• **What you should do**:
Convert the part of the records below that opens with the line containing "Tag the golden" and runs through the final line of the records into a numbered list, omitting blank lines. Include both the opening line and the final line, and no other lines.

• **Dataset records**:
********************

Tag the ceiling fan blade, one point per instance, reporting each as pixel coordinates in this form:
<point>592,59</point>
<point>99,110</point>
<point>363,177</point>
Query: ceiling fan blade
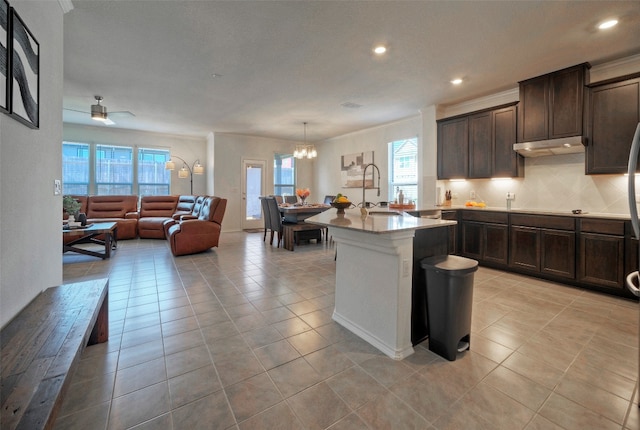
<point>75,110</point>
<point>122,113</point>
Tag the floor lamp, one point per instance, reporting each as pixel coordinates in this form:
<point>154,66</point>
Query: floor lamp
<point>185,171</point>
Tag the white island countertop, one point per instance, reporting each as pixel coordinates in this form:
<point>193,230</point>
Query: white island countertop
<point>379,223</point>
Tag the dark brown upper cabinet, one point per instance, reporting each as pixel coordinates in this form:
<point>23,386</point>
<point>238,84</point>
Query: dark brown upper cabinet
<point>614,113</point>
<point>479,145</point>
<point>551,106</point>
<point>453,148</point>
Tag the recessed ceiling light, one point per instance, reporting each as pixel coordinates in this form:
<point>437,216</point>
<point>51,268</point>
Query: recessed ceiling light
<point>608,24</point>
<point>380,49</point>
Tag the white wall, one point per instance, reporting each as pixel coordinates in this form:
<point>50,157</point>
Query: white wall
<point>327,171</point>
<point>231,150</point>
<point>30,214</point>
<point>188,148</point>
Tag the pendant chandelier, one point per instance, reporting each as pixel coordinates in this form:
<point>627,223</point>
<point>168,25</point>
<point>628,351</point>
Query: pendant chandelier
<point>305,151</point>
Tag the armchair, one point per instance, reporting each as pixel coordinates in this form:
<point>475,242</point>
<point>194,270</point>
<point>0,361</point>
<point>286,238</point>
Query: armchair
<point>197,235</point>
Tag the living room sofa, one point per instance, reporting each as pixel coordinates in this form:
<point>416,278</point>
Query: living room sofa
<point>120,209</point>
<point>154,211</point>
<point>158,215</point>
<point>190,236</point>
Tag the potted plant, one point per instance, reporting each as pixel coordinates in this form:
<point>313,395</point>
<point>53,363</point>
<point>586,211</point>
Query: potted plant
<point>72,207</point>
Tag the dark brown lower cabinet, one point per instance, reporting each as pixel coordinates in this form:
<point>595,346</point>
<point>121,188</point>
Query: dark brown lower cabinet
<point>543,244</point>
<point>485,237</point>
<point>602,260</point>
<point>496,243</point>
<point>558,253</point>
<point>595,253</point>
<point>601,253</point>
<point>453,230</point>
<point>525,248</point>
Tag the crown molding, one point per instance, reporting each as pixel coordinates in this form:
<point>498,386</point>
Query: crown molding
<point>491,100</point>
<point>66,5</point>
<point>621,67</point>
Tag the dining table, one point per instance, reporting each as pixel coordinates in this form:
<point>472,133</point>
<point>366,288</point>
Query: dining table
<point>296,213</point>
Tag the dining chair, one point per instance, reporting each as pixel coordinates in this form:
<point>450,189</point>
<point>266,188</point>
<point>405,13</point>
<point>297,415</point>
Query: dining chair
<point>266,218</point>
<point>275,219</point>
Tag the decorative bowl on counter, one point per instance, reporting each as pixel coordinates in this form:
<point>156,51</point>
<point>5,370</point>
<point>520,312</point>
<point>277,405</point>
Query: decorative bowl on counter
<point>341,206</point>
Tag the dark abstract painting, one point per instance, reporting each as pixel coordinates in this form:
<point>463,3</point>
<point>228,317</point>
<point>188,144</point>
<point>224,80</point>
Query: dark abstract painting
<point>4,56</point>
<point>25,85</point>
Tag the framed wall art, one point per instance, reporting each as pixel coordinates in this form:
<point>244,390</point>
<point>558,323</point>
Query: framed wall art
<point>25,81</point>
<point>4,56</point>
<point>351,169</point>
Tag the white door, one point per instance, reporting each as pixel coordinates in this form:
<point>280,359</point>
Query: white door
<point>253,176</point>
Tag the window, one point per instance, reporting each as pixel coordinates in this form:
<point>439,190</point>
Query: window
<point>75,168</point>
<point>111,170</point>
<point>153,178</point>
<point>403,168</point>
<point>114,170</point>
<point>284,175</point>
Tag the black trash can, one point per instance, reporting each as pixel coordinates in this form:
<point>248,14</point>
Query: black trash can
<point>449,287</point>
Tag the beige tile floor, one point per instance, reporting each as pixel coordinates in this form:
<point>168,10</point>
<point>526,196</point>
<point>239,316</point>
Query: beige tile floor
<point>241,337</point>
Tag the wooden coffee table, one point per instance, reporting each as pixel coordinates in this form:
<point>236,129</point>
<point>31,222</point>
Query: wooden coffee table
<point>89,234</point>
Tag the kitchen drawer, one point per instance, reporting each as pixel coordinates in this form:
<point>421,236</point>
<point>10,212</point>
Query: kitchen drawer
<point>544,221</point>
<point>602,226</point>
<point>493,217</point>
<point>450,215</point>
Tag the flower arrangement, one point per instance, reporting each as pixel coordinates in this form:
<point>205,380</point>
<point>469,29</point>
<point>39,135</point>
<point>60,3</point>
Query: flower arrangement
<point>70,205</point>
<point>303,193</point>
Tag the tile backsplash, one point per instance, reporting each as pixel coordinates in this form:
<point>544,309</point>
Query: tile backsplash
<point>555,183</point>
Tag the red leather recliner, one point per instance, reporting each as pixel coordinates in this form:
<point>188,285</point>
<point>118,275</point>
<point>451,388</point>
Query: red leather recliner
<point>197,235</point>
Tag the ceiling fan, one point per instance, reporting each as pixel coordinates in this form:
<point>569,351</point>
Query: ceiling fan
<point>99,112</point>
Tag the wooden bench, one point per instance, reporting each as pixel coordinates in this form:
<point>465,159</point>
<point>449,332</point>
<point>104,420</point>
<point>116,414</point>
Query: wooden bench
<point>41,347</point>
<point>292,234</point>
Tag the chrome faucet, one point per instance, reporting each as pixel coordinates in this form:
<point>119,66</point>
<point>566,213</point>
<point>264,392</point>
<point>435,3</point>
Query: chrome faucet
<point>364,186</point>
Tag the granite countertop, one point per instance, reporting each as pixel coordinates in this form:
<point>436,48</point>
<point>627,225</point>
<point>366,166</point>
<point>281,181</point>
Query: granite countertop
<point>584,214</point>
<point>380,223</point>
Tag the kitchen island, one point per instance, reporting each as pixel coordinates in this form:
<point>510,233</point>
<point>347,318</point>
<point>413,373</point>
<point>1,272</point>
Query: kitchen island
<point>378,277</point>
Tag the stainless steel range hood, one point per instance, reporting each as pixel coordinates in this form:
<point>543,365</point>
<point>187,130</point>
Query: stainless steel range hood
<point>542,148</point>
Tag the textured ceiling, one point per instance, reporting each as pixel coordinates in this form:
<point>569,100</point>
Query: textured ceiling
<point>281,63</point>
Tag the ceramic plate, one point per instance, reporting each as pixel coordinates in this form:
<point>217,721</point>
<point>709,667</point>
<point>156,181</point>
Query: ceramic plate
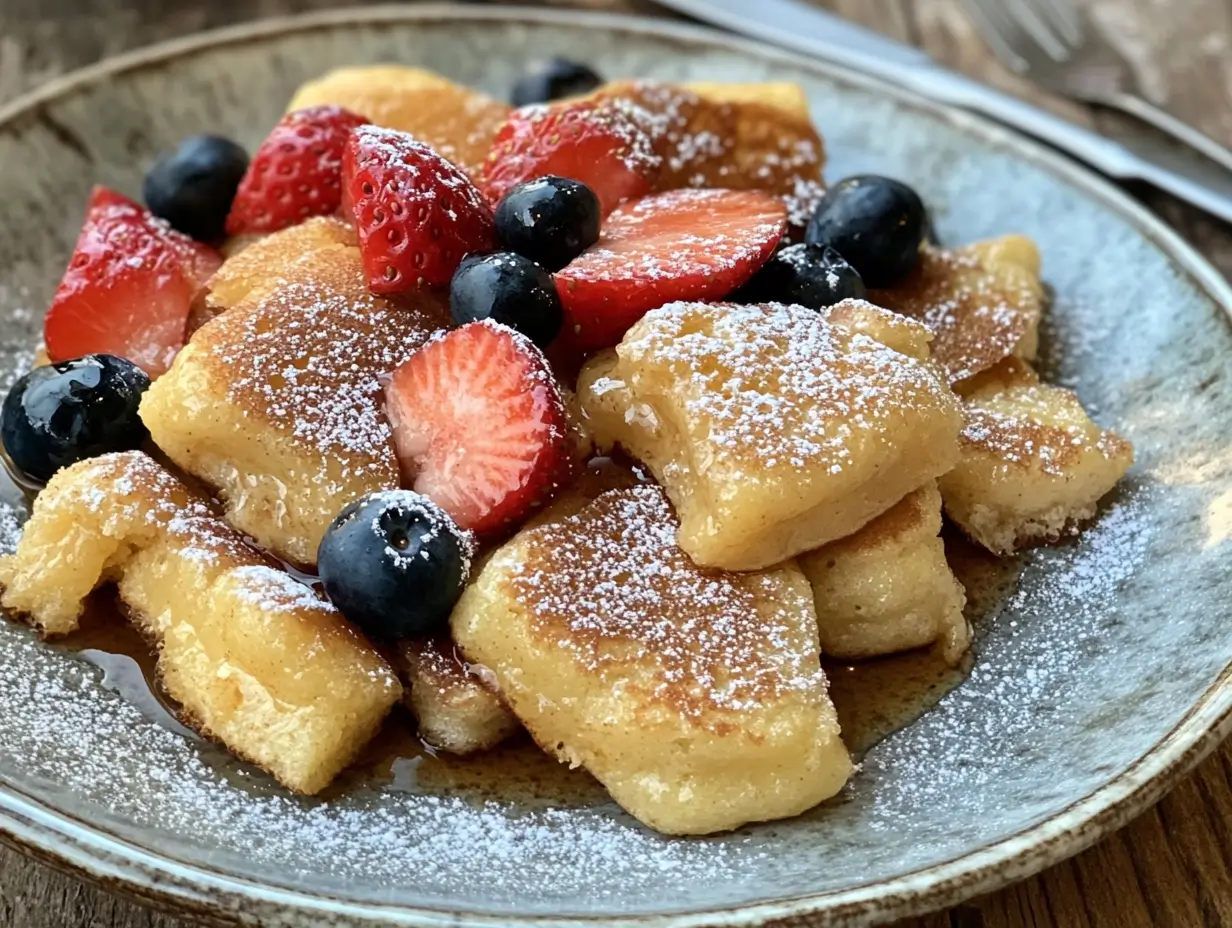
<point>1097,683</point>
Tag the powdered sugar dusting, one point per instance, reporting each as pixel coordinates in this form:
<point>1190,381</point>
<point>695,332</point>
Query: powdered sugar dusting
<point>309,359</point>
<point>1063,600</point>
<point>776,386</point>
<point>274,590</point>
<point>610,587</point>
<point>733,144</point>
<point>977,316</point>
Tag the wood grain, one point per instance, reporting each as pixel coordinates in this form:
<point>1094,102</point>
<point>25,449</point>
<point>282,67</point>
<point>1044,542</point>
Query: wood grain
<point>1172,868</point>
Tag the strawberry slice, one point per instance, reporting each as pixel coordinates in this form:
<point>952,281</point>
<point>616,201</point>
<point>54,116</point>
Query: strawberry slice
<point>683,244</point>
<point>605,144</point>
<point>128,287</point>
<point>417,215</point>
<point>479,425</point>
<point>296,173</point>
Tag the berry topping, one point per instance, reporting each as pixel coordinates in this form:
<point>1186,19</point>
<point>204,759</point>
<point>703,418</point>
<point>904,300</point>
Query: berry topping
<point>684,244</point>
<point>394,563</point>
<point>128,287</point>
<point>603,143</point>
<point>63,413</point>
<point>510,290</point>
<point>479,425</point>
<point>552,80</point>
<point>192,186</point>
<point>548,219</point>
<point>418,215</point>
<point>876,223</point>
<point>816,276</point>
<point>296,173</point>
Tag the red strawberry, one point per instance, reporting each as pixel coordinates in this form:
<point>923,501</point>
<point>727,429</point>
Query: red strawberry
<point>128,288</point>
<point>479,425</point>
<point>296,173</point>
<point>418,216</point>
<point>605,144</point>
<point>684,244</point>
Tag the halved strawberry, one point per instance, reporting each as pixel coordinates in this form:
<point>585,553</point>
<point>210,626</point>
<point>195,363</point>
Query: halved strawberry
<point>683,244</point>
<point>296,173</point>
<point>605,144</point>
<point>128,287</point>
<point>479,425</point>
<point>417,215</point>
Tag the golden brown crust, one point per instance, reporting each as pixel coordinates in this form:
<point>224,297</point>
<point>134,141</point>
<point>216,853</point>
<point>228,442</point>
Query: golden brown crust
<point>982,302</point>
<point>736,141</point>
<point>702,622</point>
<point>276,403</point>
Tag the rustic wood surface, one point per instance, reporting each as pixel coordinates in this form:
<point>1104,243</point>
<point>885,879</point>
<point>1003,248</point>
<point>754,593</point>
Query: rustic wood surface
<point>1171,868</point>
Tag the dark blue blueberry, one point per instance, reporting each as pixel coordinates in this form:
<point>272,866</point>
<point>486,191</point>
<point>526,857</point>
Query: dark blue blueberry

********************

• **Task answer**:
1. Tag the golden brown crust, one point per instance, reporting each as pixel coordinates in this form:
2. <point>224,297</point>
3. <point>134,141</point>
4. <point>216,853</point>
5. <point>228,442</point>
6. Query: golden brown crust
7. <point>982,302</point>
8. <point>736,141</point>
9. <point>702,622</point>
10. <point>276,403</point>
11. Tag the rustic wood surface, one point per instance, reporting each as pixel coordinates in this form:
12. <point>1104,243</point>
13. <point>885,879</point>
14. <point>1003,248</point>
15. <point>754,593</point>
16. Query: rustic wood surface
17. <point>1171,868</point>
18. Tag the dark blue blueberry, one point per instance, reporting each as pixel coordinates in this form:
19. <point>272,866</point>
20. <point>486,191</point>
21. <point>526,857</point>
22. Query: dark blue blueberry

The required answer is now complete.